**Document text**
*** Block opens ***
Steve: Sio minimising distractions. I suppose of various shapes and sizes is a key factor of it because of course as you know there’s better than I do of course. But as a psychologist, a large part of the therapy working is maintaining the client’s attention through the whole 50 minutes of the session

Rhonda: That’s right, and also a lot of the big breaks through all the breakthroughs that take place in the counseling session too is when we’re having a chat and the client is thinking about which what we’re chatting about, and there’s a lot of things that they learn just from that. So if they’re distracted, they’re not going to have the opportunity to really think about what we’re talking about.

Steve: Yes, you know more about how the mind works than I do. But if you’re working in associations and links in mental capacity, you want that to be navigable chain. I suppose as opposed to one that’s likely to go off at the wrong exit ramp.

Rhonda: Exactly.

Steve: that could work badly. Have there ever been any studies done about the effectiveness of telehealth?

Rhonda: I took a look to see whether there were any studies on it and there have been quite a few. Generally, what I found it says there’s really no difference in effectiveness between telehealth and face-to-face counseling. They did highlight that it also was very useful for people who have anxieties. Its an easier way for them to access counselling. What else? I can’t remember what else there was, but I think basically there was no difference in the effectiveness of the therapies.

Steve: That’s what I’ve come up with as well. I had a brief look around too. There are multiple studies quoted out there about the effectiveness of telehealth I suppose and in confidence, in a way it works and also that its in the hands of qualified practitioners like yourself who know how to work it to the advantage of their clients.

Rhonda: And with the added convenience and accessibility that it had that it offers for clients, I mean it’s a win-win

Steve: It absolutely is. I can tell you that it’s one of the first things that people who call The Talk Shop are interested whether or not they’re going to be some people still prefer face-to-face and that fine. But some people are very open minded about trying telehealth. Then there’s rarely much in the way of bulking in relation to that. So okay, I’m going to finish with this one now. Rhonda you were formerly in marketing and so I’m going to set you a little project here. If you were to design a marketing campaign for telehealth, what would be the central tenets of that campaign?

Rhonda: I think the benefits, definitely of course. The increased access to support definitely, and from where whatever phase is most suitable for the client that the client’s chosen. The convenience and cost-effectiveness. Increased confident confidentiality that clients can feel accessing this form of counselling. And greater flexibility for both the client and the therapist. So I think in the ad campaign, I’ll make sure I cover some of those.

Steve: That’s excellent. Thank you so much for your contributions today, Rhonda. You’ve been very generous with your time as I know you always are in our interactions and its greatly appreciated. And hopefully, your efforts today will go out today in the big wide world and give people some confidence about telehealth no matter who they go to visit. That’s not what this is about. There’s plenty of reputable practices out there for psychology. But thank you very much for your time today, Rhonda. 

Rhonda: You’re very welcome. Thanks Steve.

Steve: Okay, and everybody, we’ll be back again in about a week or so time with the next instalment of talking shop. Bye for now.
*** Block closes ***
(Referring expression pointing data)
*** Block opens ***
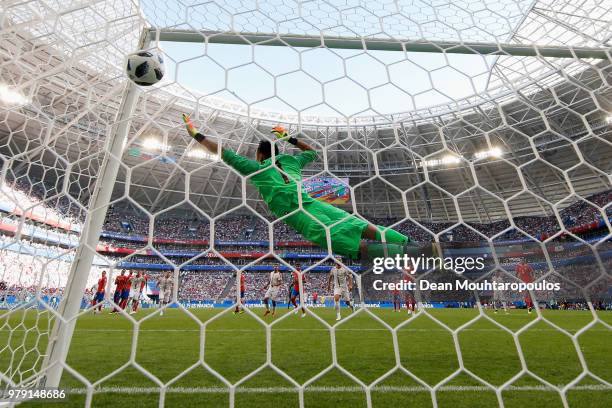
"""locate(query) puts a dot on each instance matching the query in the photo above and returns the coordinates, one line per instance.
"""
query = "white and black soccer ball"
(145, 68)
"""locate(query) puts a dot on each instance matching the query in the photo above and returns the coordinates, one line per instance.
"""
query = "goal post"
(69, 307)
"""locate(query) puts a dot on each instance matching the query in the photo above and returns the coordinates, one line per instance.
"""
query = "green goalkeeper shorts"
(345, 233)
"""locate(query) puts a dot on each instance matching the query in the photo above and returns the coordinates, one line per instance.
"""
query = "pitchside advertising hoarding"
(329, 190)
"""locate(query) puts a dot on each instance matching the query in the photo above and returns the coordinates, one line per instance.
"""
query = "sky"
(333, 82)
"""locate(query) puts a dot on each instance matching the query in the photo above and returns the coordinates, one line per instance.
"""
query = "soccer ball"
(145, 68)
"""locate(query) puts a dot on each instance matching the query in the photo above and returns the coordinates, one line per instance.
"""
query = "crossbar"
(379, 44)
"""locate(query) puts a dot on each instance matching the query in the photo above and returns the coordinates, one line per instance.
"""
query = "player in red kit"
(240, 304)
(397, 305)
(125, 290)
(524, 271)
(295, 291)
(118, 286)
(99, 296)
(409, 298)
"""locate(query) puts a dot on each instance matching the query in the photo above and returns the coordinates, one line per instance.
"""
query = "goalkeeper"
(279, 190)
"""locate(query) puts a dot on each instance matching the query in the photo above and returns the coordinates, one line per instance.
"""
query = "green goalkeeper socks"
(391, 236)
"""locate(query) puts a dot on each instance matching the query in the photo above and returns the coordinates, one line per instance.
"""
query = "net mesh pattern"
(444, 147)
*** Block closes ***
*** Block opens ***
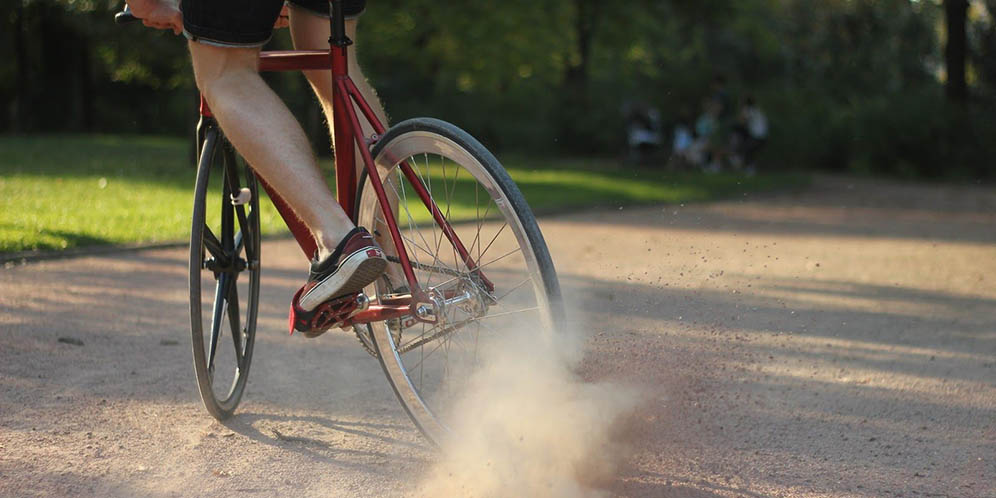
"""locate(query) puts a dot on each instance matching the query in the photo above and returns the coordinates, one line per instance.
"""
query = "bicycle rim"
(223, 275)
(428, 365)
*** Block closes ***
**What is required**
Copy the telehealth conversation from "Rhonda: That’s right, and" up to and including "we’re talking about.", replacing "counseling session" with "therapy session".

**Solution for this task**
Rhonda: That’s right, and also a lot of the big breaks through all the breakthroughs that take place in the therapy session too is when we’re having a chat and the client is thinking about which what we’re chatting about, and there’s a lot of things that they learn just from that. So if they’re distracted, they’re not going to have the opportunity to really think about what we’re talking about.